──────── Material for this task ────────
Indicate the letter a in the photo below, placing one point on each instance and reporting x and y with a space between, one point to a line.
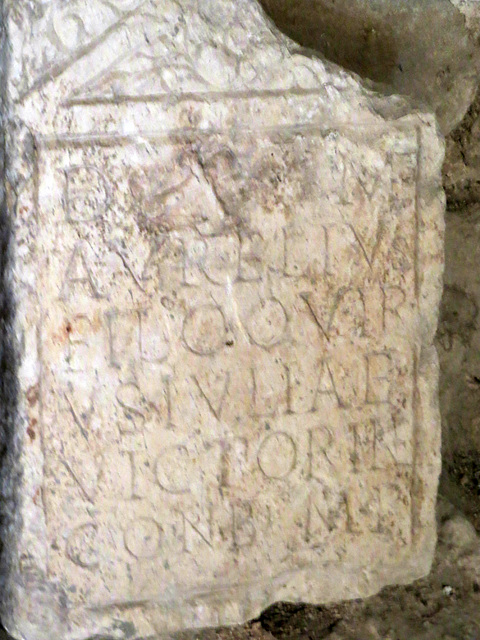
78 272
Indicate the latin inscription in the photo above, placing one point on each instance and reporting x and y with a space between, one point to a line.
231 356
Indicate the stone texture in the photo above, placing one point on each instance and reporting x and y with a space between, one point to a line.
226 267
459 331
426 49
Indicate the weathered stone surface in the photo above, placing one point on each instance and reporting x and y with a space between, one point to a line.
227 268
426 49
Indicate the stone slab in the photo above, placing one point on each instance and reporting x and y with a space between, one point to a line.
226 266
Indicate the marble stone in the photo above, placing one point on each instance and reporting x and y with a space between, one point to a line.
224 280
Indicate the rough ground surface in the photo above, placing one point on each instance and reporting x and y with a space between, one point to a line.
444 606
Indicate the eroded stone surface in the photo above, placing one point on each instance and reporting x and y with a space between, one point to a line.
227 270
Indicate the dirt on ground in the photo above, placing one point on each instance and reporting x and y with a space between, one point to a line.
443 606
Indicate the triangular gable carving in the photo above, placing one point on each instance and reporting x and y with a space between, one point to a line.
61 35
165 48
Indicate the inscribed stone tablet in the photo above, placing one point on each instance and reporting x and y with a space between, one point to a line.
226 267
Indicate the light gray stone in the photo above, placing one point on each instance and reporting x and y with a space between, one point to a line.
426 49
227 263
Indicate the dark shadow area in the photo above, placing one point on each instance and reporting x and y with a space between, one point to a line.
420 48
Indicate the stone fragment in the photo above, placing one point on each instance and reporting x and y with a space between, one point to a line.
426 49
226 267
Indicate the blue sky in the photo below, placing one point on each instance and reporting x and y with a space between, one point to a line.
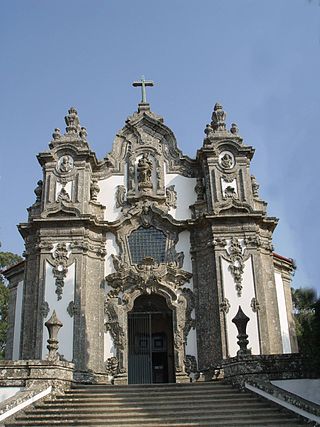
259 59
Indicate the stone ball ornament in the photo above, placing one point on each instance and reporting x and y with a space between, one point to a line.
226 160
65 164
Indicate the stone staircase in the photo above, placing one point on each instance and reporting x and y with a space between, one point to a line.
199 404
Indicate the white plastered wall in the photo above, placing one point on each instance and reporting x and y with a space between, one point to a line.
17 322
111 248
106 196
65 335
183 245
186 194
248 292
284 327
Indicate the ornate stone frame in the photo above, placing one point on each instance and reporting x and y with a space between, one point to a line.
132 280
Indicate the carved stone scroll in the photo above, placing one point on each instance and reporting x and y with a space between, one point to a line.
60 269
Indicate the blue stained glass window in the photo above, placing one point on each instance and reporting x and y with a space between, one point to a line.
147 242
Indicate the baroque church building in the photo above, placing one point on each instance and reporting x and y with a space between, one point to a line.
146 257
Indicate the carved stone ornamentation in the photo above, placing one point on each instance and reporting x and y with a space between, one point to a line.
171 197
226 161
146 215
220 242
44 309
65 164
72 309
147 276
200 190
53 325
234 129
63 196
241 320
94 190
120 196
60 269
225 306
112 366
189 321
72 121
112 326
56 134
229 178
236 259
38 191
144 173
230 193
255 187
218 118
83 134
255 305
190 364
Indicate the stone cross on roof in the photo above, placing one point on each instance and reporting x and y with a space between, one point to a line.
143 83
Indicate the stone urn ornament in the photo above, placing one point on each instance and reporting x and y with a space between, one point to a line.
53 325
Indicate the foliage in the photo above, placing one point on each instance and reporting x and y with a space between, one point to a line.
307 318
7 259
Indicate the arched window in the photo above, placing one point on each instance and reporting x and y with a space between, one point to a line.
147 242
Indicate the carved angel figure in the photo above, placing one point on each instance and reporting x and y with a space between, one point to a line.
65 164
144 170
227 161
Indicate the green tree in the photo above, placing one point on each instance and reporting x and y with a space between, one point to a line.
307 318
7 259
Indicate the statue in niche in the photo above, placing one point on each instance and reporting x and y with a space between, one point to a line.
226 161
94 190
144 170
255 187
120 196
200 190
63 196
65 164
230 193
38 191
72 121
171 197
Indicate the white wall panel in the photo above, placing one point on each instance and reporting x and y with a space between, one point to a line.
106 196
284 327
17 322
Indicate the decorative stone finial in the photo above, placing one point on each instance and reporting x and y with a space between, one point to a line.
38 191
72 121
241 320
143 83
234 129
218 118
56 134
144 170
94 190
53 325
83 133
255 187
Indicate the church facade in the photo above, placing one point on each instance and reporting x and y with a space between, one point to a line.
147 255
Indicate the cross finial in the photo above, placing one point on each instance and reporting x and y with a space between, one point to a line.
143 83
────────
» **Do this**
Repeat each entry precisely as it appears. Leave the pictures out.

» **Solved problem**
Indicate the letter a in the photo below, placing one point on each instance and reporting x and y with a space between, one point to a line.
78 272
Indicate the latin inscription in the photo above, placing one point on each instance and reporting x and y with a space between, one point to a line.
231 356
Indicate the stone texture in the photo above, placing one point on each instance and reporting x and y with a space between, one point to a line.
226 267
459 331
426 49
Indicate the weathered stone surface in the photo above, placing one point on each instance and reporting x and y with a space between, one point to a line.
227 268
426 49
Indicate the stone slab in the photo above, placing one point on each instance and reporting x and y with a space between, one point to a line.
226 266
Indicate the marble stone in the photo above, placing one point on each instance and reporting x and y with a space between, one point to a line.
224 280
Indicate the rough ground surface in the photo above, placing one point on each instance and reporting x and y with a space between, one point to a line.
444 606
Indicate the eroded stone surface in the photo above, placing one point on each instance and reporting x and y with a space between, one point to a line.
227 270
Indicate the dirt on ground in the photo above, placing one point on each instance and reporting x and y with a space between, one point to a line.
443 606
Indicate the triangular gable carving in the photo above, placing one point on each instance and reporting x and y with a space between, one point to a line.
61 35
165 48
Indicate the inscribed stone tablet in the photo above, placing one point on each instance and reporting x and y with a space between, one point to a line.
226 267
Indicate the light gray stone in the photo above, placing one point on each instance and reporting x and y with a space between, one point to a line.
426 49
227 263
Indicate the dark shadow area in the photo above, placing one point on each instance and reporting x and y with a space between, one point to a line.
420 48
Indicate the stone fragment in the photo above, placing one point on each instance and reporting x and y with a space between, one point to a line.
426 49
226 267
Indicate the blue sky in the photo below, placing one point on each instance and reporting x and y with a space between, one point to a line.
259 59
Indicate the stone ball ornament in the photo above, placing one point on each instance and reporting x and y with a space between, one point to a line.
226 160
65 164
Indicate the stone staircase in the photo above, placing one point on each instance and reporting x and y with a space between, one point to a line.
199 404
Indicate the white plastered wall in the photo above, placing one point on each instance and reporting x and y with a space between, one point to a line.
17 322
111 248
106 196
65 335
183 245
186 194
248 292
284 327
Indicate the ornate stone frame in the photo above, placing one point on each instance and reporting x and y with a space between, one point to a line.
132 280
Indicate the carved stone scroll in the photo above, placing one point on each instance and reporting x and y with a space between, one point to a line.
60 269
Indicate the blue stained glass window in the photo above, placing one point on each instance and reporting x and y with a space between, one point to a line.
147 242
Indicate the baroque church building in the photo above, placing one point on each instance and reporting x and y with a space between, one point to a line.
146 257
Indicate the carved stone ornamentation in the photo above, placing one point on each instance and reporting x and y with a space between, one point to a line.
171 197
226 161
146 215
220 242
44 309
65 164
72 309
147 276
200 190
53 325
234 129
63 196
241 320
94 190
120 196
60 269
225 306
112 366
189 321
72 121
112 326
56 134
229 178
236 259
38 191
144 173
230 193
255 187
218 118
83 134
255 305
190 364
Indicate the stone cross on roof in the photo above, placing one point on each instance and reporting x and y with a space between, one point to a line.
143 83
Indicate the stone urn ornament in the photo above, placing one point on each instance and reporting x and y with a space between, one point to a line.
53 325
Indicate the foliage in the photo above, placing one point on each instance and reporting x and y with a space between, one point to a line.
307 318
7 259
Indicate the arched window in the photo above, placing one point on each instance and reporting x and y with a space between, one point to a line.
147 242
Indicate the carved angel figure in the photo above, placing one point on each instance and reporting x and y with a space between, one point to a line.
65 164
144 170
227 161
Indicate the green tree in the photo above, placing one point on each instance and reporting x and y with a space between, one point to a line.
307 318
7 259
Indicate the statue in niche in the photo above, placing one point on each instance and reporting x and y with a space between, one point to a line.
226 161
94 190
144 170
255 187
120 196
200 190
63 196
65 164
230 193
38 191
72 121
171 197
Indicate the white wall panel in the photo above, placing one point on each instance and reporting x and y with a space between, one point to a line.
106 196
284 327
17 322
Indicate the decorative stone finial in the photo above, placing one point on each instance and reporting x and y with a space between, one point to a line.
38 191
72 121
241 320
143 83
234 129
218 118
56 134
144 170
94 190
53 325
83 133
255 187
Indicate the church facade in the photo above, placing one point on each instance and reporting x and y with a space between, one point to a line.
147 255
Indicate the cross finial in the photo above, placing one point on each instance and reporting x and y with a space between, one point to a line.
143 83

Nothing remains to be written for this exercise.